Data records
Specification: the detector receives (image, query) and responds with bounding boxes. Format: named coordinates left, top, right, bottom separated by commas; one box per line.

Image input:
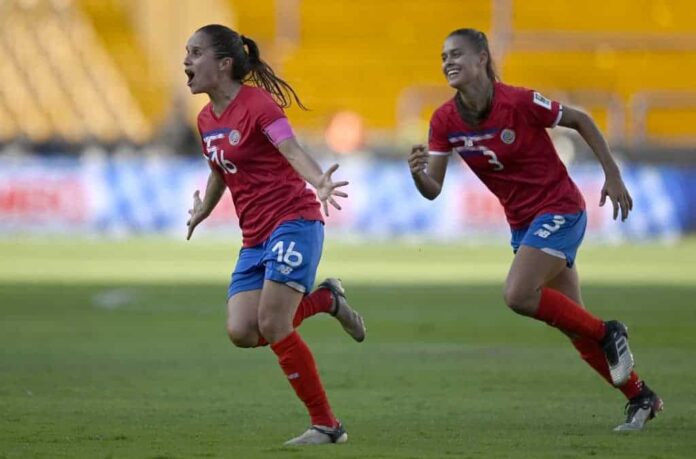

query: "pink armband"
left=264, top=117, right=295, bottom=147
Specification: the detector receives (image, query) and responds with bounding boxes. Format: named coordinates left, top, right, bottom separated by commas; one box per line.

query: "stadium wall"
left=0, top=155, right=692, bottom=242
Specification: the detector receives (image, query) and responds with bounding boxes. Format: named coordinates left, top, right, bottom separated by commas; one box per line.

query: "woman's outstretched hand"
left=315, top=163, right=349, bottom=217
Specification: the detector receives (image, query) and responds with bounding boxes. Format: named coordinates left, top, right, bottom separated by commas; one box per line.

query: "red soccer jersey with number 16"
left=197, top=85, right=323, bottom=247
left=428, top=82, right=585, bottom=229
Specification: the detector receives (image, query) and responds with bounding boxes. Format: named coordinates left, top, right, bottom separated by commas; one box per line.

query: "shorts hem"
left=541, top=247, right=566, bottom=260
left=520, top=243, right=576, bottom=268
left=284, top=281, right=307, bottom=293
left=265, top=272, right=308, bottom=293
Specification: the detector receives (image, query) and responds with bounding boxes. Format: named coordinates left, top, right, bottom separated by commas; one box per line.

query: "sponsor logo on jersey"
left=228, top=129, right=241, bottom=145
left=533, top=91, right=552, bottom=110
left=448, top=131, right=496, bottom=148
left=501, top=129, right=516, bottom=144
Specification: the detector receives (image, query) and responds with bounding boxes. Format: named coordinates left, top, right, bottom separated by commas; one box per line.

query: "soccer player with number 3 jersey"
left=184, top=24, right=366, bottom=445
left=408, top=28, right=662, bottom=432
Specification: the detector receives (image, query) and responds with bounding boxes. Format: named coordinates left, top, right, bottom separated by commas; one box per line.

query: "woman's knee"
left=226, top=323, right=258, bottom=348
left=257, top=310, right=292, bottom=344
left=503, top=282, right=537, bottom=316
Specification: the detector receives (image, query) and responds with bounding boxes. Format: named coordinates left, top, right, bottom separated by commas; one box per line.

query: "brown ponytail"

• [Problem to solve]
Copy the records above exactly, omitting every picture.

• [Problem solution]
Specification: the detector receives (image, query) and responds with bounding boxes. Format: named coordinates left, top, right, bottom separated by commas; one box per line.

Image input:

query: "pink armband"
left=264, top=117, right=295, bottom=147
Specification: the detector receives (image, query) and responds with bounding boxes. Format: named coordinates left, top, right, bottom separated by commas; one box per line.

query: "stadium wall"
left=0, top=155, right=692, bottom=242
Specification: the detector receives (image, query) and responds with bounding boxes. Format: named coordinates left, top, right, bottom separated by commas; one box per line.

query: "woman's outstretched hand"
left=315, top=163, right=349, bottom=217
Specification: the detector receives (image, query) and responds with bounding boxes. Format: named coordinates left, top, right, bottom separated by commas; one box per line.

query: "red soccer jersey with number 16"
left=197, top=85, right=323, bottom=247
left=428, top=82, right=585, bottom=229
Specification: the detector receives (image, query) and responds with bounding boxes. Format: named coordinates left, top, right, bottom separated by commas; one box per line.

query: "shorts hem"
left=541, top=247, right=566, bottom=260
left=520, top=243, right=576, bottom=268
left=284, top=281, right=307, bottom=293
left=265, top=272, right=308, bottom=293
Specification: the detector receives (image, query) and responds with bounding boxes. Format: named coordinates left, top, right, bottom separated by commas; one box per line.

query: "sponsor logo on jersey"
left=228, top=129, right=241, bottom=145
left=533, top=91, right=552, bottom=110
left=448, top=131, right=496, bottom=148
left=501, top=129, right=516, bottom=144
Specification: the detector receives (image, query) and responds with bounding boxes. Format: named coordinates left, top, right, bottom separated by commas; one box per line.

query: "soccer player with number 3 jersey"
left=184, top=24, right=366, bottom=445
left=408, top=28, right=662, bottom=432
Specification: the detector receives (image, query) and responds with bounding boxes. Format: named coordinates left, top, right, bottom separated by commas; one box per line.

query: "woman's knee"
left=226, top=323, right=258, bottom=348
left=257, top=310, right=292, bottom=344
left=503, top=282, right=537, bottom=316
Specification: the detector receives (image, query) and responds with bounding boxes. Format: named coordinates left, top, right, bottom separated by commas; one box per line.

query: "brown ponytail"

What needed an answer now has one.